[Collected data]
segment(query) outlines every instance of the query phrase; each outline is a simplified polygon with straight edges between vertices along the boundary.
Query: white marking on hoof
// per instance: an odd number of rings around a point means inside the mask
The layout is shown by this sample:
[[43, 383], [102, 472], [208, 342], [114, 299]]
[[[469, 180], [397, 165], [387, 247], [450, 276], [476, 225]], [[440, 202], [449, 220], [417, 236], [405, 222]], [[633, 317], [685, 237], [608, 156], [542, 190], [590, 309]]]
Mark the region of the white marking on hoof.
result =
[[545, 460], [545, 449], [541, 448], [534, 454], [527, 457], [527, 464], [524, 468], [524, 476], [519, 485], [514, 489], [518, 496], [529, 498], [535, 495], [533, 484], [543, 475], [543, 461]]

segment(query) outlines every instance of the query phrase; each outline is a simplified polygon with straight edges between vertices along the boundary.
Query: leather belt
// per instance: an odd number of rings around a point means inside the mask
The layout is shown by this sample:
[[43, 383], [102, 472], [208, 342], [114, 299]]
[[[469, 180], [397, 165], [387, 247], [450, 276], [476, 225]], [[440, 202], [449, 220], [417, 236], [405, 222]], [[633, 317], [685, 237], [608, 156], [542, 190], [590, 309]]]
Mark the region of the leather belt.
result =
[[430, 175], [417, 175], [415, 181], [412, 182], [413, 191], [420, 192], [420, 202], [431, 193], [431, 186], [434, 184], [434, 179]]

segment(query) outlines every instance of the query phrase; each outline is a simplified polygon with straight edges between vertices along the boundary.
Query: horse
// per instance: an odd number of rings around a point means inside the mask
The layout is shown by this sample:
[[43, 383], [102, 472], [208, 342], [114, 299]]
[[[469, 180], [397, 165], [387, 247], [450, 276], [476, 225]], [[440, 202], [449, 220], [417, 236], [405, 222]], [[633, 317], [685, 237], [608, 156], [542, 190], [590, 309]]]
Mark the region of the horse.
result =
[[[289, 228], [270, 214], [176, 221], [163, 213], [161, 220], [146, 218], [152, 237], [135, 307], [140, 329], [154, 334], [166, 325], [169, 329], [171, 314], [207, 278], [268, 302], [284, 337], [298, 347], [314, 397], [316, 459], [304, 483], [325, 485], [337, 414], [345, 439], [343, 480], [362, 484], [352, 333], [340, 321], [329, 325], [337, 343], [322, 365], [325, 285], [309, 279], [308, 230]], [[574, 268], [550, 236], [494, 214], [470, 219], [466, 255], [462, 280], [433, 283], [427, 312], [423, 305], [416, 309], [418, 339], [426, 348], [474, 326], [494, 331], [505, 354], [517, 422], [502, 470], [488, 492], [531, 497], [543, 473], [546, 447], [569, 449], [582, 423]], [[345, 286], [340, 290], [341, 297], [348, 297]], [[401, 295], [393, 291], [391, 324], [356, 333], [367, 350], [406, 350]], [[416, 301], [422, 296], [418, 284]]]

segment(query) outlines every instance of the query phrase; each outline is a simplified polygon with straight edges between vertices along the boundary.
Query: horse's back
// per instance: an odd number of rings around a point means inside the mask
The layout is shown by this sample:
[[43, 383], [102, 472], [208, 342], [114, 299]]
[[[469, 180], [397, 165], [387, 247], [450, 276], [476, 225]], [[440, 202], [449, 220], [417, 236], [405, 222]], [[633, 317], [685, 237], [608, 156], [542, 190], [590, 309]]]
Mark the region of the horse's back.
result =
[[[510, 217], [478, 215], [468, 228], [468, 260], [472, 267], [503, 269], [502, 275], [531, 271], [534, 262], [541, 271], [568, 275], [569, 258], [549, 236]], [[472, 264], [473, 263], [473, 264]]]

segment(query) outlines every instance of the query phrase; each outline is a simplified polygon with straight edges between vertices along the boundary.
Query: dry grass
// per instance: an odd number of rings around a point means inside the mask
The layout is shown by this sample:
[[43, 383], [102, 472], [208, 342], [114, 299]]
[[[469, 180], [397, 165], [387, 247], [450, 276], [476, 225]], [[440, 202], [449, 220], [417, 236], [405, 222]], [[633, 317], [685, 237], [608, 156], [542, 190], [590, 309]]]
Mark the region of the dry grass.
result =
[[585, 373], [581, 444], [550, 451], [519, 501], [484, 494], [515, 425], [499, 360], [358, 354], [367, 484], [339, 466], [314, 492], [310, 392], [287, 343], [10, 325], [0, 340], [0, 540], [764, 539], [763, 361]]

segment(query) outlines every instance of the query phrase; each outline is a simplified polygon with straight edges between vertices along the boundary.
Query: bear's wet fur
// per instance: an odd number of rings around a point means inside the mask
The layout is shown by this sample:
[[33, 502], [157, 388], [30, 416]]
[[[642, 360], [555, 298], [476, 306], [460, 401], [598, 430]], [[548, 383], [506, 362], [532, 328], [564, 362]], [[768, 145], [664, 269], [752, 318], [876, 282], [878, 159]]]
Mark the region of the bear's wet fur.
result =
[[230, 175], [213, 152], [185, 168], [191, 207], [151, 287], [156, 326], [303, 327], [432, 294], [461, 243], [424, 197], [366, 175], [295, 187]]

DESCRIPTION OF THE TASK
Whenever the string "back" shows up in a line of the records, copy that line.

OUTPUT OF THE EXERCISE
Query: horse's back
Mark the region of the horse's back.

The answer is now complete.